Text provided:
++++++++
Since that time, Mayo has emerged as an unlikely team leader. He was a complementary piece during his five seasons in Memphis, eventually transitioning to a sixth man role. But he's been the best player on the Mavericks roster to date (20.6 points per game), and he's kept this team in contention.
But there's been no bigger surprise for the former one-and-done USC Trojan than his perimeter prowess. He's always been an above-average three-point shooter (38.8 percent for his career), but he's never shown anything like this.
His 51.9 three-point percentage is the NBA's best mark, more than four percentage points higher than anyone with at least 50 attempts.
Given the limited contributions from the Dallas supporting cast, the Mavericks could be far worse than they are. And they have no one to thank more for that fact than the sweet-shooting stroke of the first-year Maverick:
Chris Bosh, C, Heat
Here's how impressive Bosh has looked this season—he's the starting center for the worst rebounding team in the league and he's still fourth in All-Star voting among Eastern Conference bigs.
While he can't be given a complete free pass for those rebounding woes (Miami averages just 38.2 rebounds per game), he has to be given credit for his offensive and defensive production.
Miami leads the league with a 49.5 field-goal percentage, and no one on the team has shot it better than Bosh (54.7 percent). He's a better post scorer than advertised, and his ability to consistently hit mid-range jumpers opens up the floor for Miami's penetration.
Defensively, Bosh has anchored the interior. He's matched his career average with 1.4 blocks per game, and his agility thwarts opponents' drives.
The 6'11", 235-pounder will have his hands full defending Dallas center Chris Kaman (7'0", 265 pounds). Kaman is a major part of the Mavericks' offensive attack and he's been their second-most reliable scorer (14.3 points per game).
Miami is hoping that Bosh's offensive skills won't just cancel out Kaman's production, but that they will give the Heat a clear advantage on the post.
Bosh certainly has the offensive tools to do just that.
++++++++
(A series of records)
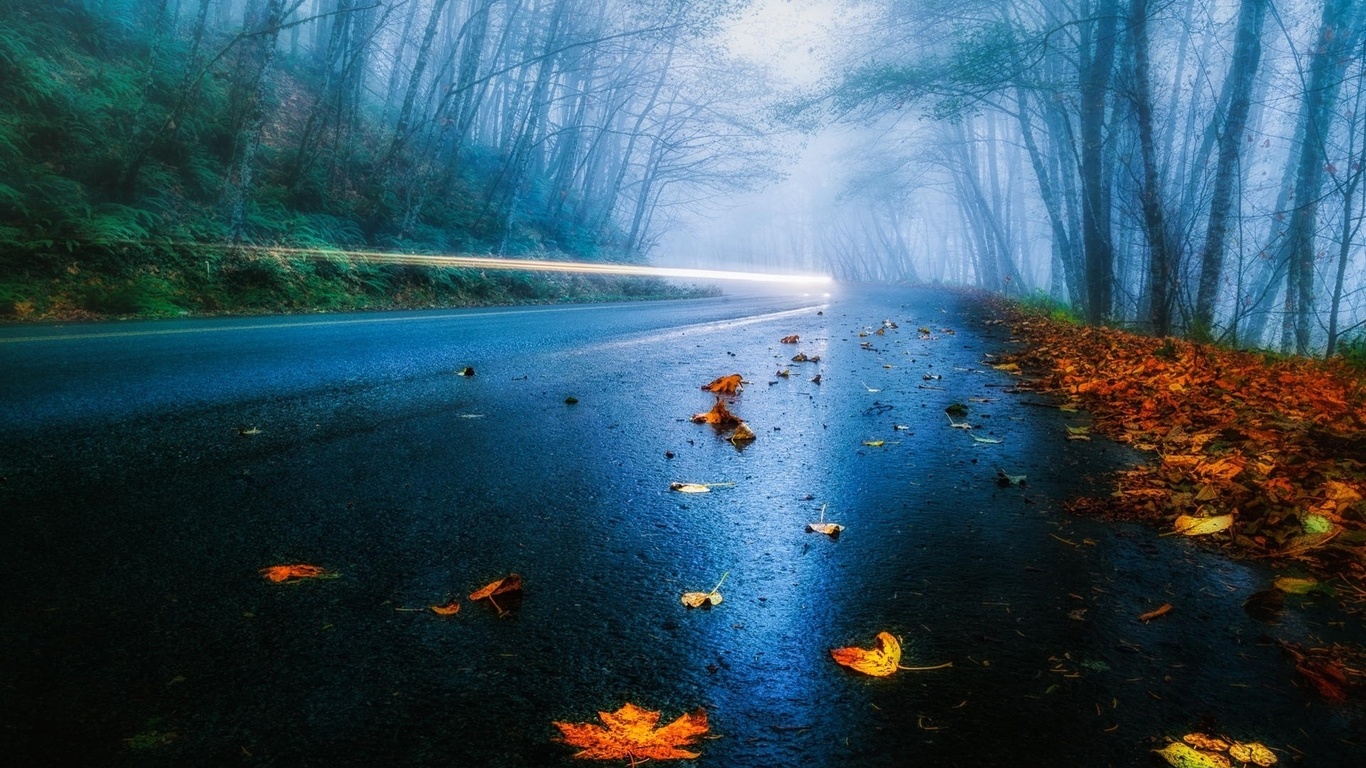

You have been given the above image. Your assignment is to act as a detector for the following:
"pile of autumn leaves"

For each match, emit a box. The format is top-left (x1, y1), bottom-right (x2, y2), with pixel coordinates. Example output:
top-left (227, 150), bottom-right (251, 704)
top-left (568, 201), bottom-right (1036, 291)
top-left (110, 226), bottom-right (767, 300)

top-left (997, 297), bottom-right (1366, 579)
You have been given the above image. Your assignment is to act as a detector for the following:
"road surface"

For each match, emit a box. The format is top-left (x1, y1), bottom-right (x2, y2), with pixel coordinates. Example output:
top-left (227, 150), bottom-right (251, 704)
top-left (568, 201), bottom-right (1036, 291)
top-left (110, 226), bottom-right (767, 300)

top-left (0, 288), bottom-right (1363, 768)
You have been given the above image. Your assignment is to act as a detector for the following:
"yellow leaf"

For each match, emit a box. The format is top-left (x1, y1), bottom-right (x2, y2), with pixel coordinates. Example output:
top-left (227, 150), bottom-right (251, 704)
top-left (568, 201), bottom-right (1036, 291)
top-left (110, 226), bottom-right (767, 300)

top-left (682, 571), bottom-right (731, 608)
top-left (727, 421), bottom-right (755, 443)
top-left (1153, 741), bottom-right (1232, 768)
top-left (1173, 514), bottom-right (1233, 536)
top-left (1272, 577), bottom-right (1318, 594)
top-left (432, 600), bottom-right (460, 616)
top-left (1138, 603), bottom-right (1172, 625)
top-left (702, 373), bottom-right (744, 395)
top-left (831, 631), bottom-right (902, 678)
top-left (1182, 734), bottom-right (1228, 752)
top-left (1228, 742), bottom-right (1276, 768)
top-left (553, 702), bottom-right (708, 764)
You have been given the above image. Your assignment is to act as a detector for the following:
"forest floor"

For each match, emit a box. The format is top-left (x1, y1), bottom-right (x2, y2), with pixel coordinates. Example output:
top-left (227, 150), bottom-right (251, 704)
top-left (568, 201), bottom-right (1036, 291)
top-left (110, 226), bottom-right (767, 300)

top-left (989, 292), bottom-right (1366, 600)
top-left (0, 253), bottom-right (713, 321)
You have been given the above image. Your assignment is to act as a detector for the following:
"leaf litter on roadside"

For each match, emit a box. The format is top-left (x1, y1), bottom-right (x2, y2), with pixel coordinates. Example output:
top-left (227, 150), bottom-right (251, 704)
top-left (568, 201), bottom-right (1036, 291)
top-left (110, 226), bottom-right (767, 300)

top-left (680, 571), bottom-right (731, 608)
top-left (1153, 732), bottom-right (1277, 768)
top-left (997, 296), bottom-right (1366, 582)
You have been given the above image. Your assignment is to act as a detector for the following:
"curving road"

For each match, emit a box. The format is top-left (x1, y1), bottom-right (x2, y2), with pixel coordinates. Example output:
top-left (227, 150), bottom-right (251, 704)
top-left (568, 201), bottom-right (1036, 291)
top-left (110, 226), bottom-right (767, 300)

top-left (0, 288), bottom-right (1363, 768)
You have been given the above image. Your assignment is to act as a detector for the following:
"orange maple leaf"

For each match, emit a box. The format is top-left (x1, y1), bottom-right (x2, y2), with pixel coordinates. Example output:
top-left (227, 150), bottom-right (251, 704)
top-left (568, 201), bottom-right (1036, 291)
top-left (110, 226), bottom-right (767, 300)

top-left (702, 373), bottom-right (743, 395)
top-left (831, 631), bottom-right (902, 678)
top-left (693, 400), bottom-right (740, 426)
top-left (470, 574), bottom-right (522, 605)
top-left (553, 702), bottom-right (708, 765)
top-left (261, 563), bottom-right (333, 584)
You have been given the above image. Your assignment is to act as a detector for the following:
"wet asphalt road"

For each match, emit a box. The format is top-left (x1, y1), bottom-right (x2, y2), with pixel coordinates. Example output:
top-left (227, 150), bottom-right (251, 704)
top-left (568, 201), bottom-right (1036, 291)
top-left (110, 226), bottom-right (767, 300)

top-left (0, 288), bottom-right (1366, 768)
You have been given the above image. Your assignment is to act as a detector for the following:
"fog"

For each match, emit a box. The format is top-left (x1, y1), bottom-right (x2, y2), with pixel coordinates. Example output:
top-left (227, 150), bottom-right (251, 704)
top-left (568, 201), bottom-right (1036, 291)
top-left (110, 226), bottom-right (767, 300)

top-left (0, 0), bottom-right (1366, 354)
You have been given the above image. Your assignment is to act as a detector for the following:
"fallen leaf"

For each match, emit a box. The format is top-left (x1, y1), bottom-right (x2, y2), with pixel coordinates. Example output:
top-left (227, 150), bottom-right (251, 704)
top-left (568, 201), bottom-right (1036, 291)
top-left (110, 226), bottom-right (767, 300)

top-left (806, 504), bottom-right (844, 538)
top-left (1299, 514), bottom-right (1333, 536)
top-left (432, 600), bottom-right (460, 616)
top-left (552, 702), bottom-right (708, 765)
top-left (1182, 734), bottom-right (1229, 752)
top-left (470, 574), bottom-right (522, 601)
top-left (806, 522), bottom-right (844, 538)
top-left (1172, 514), bottom-right (1233, 536)
top-left (1153, 741), bottom-right (1232, 768)
top-left (831, 631), bottom-right (902, 678)
top-left (1138, 603), bottom-right (1172, 625)
top-left (261, 563), bottom-right (340, 584)
top-left (702, 373), bottom-right (743, 395)
top-left (1272, 577), bottom-right (1320, 594)
top-left (693, 399), bottom-right (740, 426)
top-left (682, 571), bottom-right (731, 608)
top-left (996, 469), bottom-right (1029, 488)
top-left (1228, 741), bottom-right (1276, 768)
top-left (727, 421), bottom-right (755, 445)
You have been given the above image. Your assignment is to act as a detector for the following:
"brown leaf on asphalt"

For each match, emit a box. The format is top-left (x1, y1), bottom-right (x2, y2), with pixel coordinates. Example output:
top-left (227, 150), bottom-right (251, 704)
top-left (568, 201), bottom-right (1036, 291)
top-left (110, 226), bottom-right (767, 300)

top-left (552, 702), bottom-right (708, 765)
top-left (1172, 514), bottom-right (1233, 536)
top-left (727, 421), bottom-right (755, 444)
top-left (680, 571), bottom-right (731, 608)
top-left (470, 574), bottom-right (522, 600)
top-left (831, 631), bottom-right (902, 678)
top-left (693, 399), bottom-right (740, 426)
top-left (702, 373), bottom-right (743, 395)
top-left (261, 563), bottom-right (339, 584)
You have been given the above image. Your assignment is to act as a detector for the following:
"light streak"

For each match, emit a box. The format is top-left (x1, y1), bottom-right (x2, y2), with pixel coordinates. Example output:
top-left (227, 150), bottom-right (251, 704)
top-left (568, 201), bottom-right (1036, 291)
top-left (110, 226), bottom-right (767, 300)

top-left (251, 247), bottom-right (833, 286)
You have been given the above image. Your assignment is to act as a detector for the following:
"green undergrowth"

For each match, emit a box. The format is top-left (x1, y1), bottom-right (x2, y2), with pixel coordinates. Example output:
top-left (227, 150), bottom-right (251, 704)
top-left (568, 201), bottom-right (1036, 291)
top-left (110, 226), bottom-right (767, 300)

top-left (0, 249), bottom-right (709, 317)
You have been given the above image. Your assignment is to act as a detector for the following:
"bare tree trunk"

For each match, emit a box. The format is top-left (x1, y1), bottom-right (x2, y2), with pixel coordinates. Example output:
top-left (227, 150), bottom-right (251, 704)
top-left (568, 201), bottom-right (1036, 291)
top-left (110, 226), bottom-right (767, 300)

top-left (1079, 0), bottom-right (1119, 325)
top-left (1193, 0), bottom-right (1266, 335)
top-left (1130, 0), bottom-right (1180, 336)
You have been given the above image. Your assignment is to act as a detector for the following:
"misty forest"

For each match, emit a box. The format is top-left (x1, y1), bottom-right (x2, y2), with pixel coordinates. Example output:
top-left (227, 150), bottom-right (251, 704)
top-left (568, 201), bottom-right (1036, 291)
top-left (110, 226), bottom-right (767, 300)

top-left (8, 0), bottom-right (1366, 768)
++++++++
Tasks:
[1] In the basketball article, what effect does Bosh's ability to consistently hit mid-range jumpers have on Miami's offense?
[2] What is Mayo's career three-point percentage, according to the basketball article?
[3] Copy out the part of the basketball article that begins at the words "Given the limited" and stops after the words "for Miami's penetration.".

Full answers:
[1] Bosh's ability to consistently hit mid-range jumpers opens up the floor for Miami's penetration.

[2] 38.8 percent.

[3]
Given the limited contributions from the Dallas supporting cast, the Mavericks could be far worse than they are. And they have no one to thank more for that fact than the sweet-shooting stroke of the first-year Maverick:
Chris Bosh, C, Heat
Here's how impressive Bosh has looked this season—he's the starting center for the worst rebounding team in the league and he's still fourth in All-Star voting among Eastern Conference bigs.
While he can't be given a complete free pass for those rebounding woes (Miami averages just 38.2 rebounds per game), he has to be given credit for his offensive and defensive production.
Miami leads the league with a 49.5 field-goal percentage, and no one on the team has shot it better than Bosh (54.7 percent). He's a better post scorer than advertised, and his ability to consistently hit mid-range jumpers opens up the floor for Miami's penetration.